======== PAGE EXCERPT ========

July 18, 2019
It’s summertime in Chicago (finally!) and many of us are flocking to area lakes and rivers to enjoy water sports, like waterskiing, tubing and wakeboarding.
But, a recent study shows that overall, water sports injuries have a similar in-hospital mortality rate as motor vehicle collisions. And, water sport injuries are more likely to result in penetrating trauma and more likely to require surgical intervention.
A second study shows that tubing, a seemingly harmless activity that involves someone in an inflatable tube being pulled by a motor boat, can be just as dangerous as other water sports like water skiing and wakeboarding.
Most common injuries
- Wakeboarding—and tubing—related injuries most often affect the head and neck, while waterskiing injuries cause strain or sprain to the knees, shoulders and ankles. High-speed sports such as jet skiing, surfing and kiteboarding have potential for impact with a board and can cause concussions and fractures.
- Wakeboarders are most likely to injure their head and neck, including sustaining a concussion. A wakeboarder can “catch an edge,” throwing him hard into the water, and slamming his head. ACL injuries and ankle sprains are very common in wakeboarding.
The most common waterskiing injuries include hamstring strains, ankle sprains, ankle fractures, osteochondral lesions of the talus, and Achilles tendon ruptures. The skier’s ankles are bound to the skis, so the impact of a fall can place a lot of pressure on the ankle as the skis go in one direction and the skier’s body the other direction.
Who gets injured?
Research has demonstrated that injuries are not necessarily related to inexperience. Studies have shown that musculoskeletal injuries from water sports don’t just occur in our novice participants, but advanced and professional competitors sustain similar injuries.

======== GIVEN RECORDS ========

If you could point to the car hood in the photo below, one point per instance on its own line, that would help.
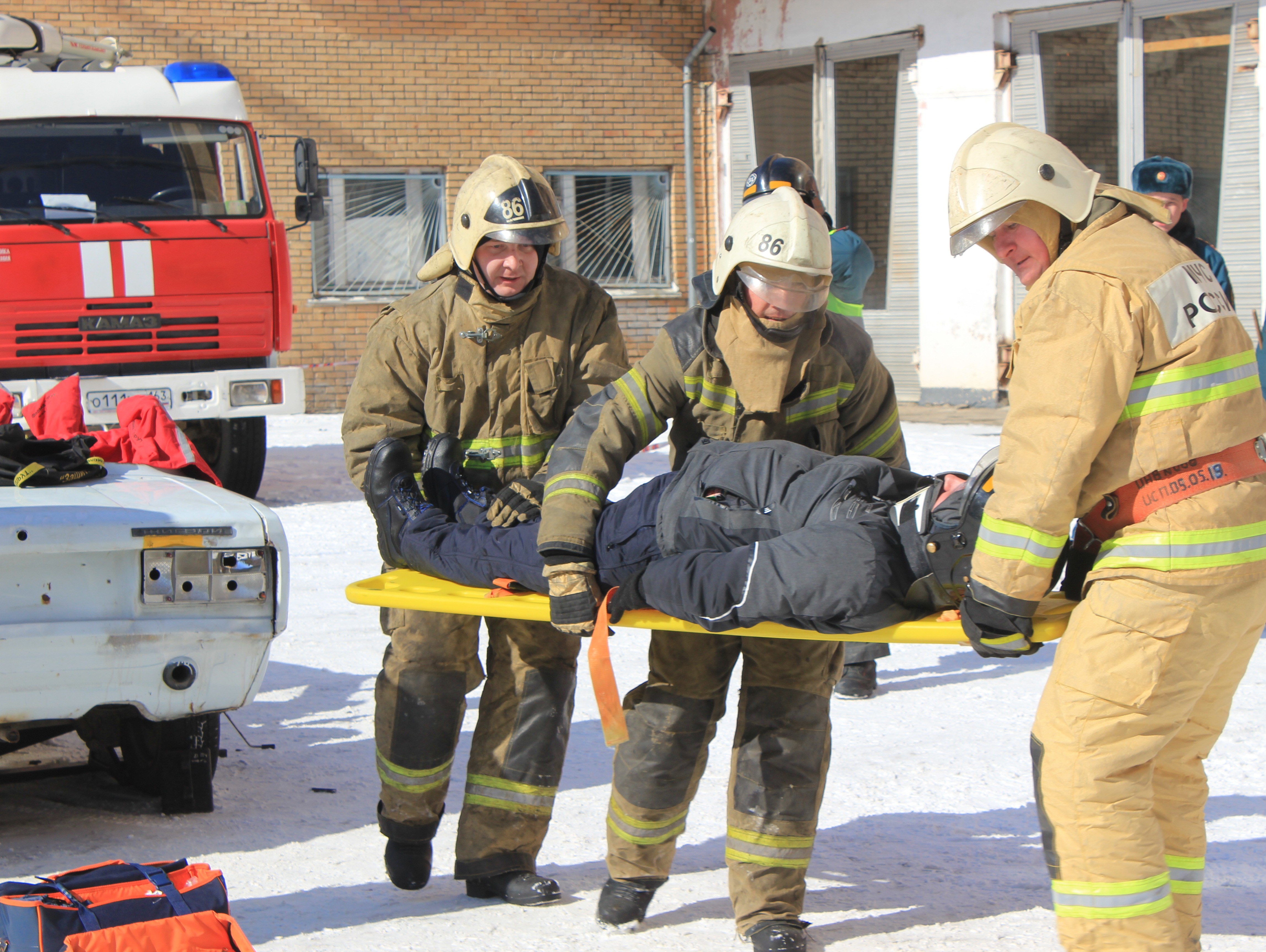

========
======== GIVEN RECORDS ========

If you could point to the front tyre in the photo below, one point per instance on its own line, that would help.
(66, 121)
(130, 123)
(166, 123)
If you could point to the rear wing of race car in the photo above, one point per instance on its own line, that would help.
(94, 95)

========

§ **TASK INSTRUCTIONS**
Continue the page on water sports injuries from its last sentence, about advanced and professional competitors sustaining similar injuries.

§ **EXPECTED ANSWER**
Dr. Brian Cole, who last month sustained a hamstring tear while wakesurfing himself, has tips for water sport lovers:
- Stay hydrated: The musculoskeletal system, specifically your muscles, work best when they are hydrated. Dehydration leads to muscle cramping, strains or tears. For vigorous water sport activity, a combination of water and electrolyte beverages is best.
- Stretch: Treat water sports like any other and warm up before taking the plunge. Stretching increases your range of motion and prevents injury and muscle strains. This is especially important given the high incidence of hamstring strains.
- Water safety: Wear a life jacket whenever you’re on or in the water. Even the best swimmers and athletes can become fatigued. Most people know that a life jacket is required when riding in a boat or on a jet ski, but the U.S. Coast Guard has determined that stand up paddle board riders now require life jackets.
- Know your limits: Like all sports, waterskiing, wakeboarding, kite boarding and surfing all take practice. Take it slow and increase the intensity at a steady pace.
- Wear a helmet: Depending on the sport, wear a helmet to avoid head injury. It’s always better to be safe and protect yourself against head injuries and concussions.
- Take a break: If you have an injury or a muscle strain, back off the intensity or stop entirely so that your injury has time to heal.
Keep safety in mind this summer—and have fun on the water!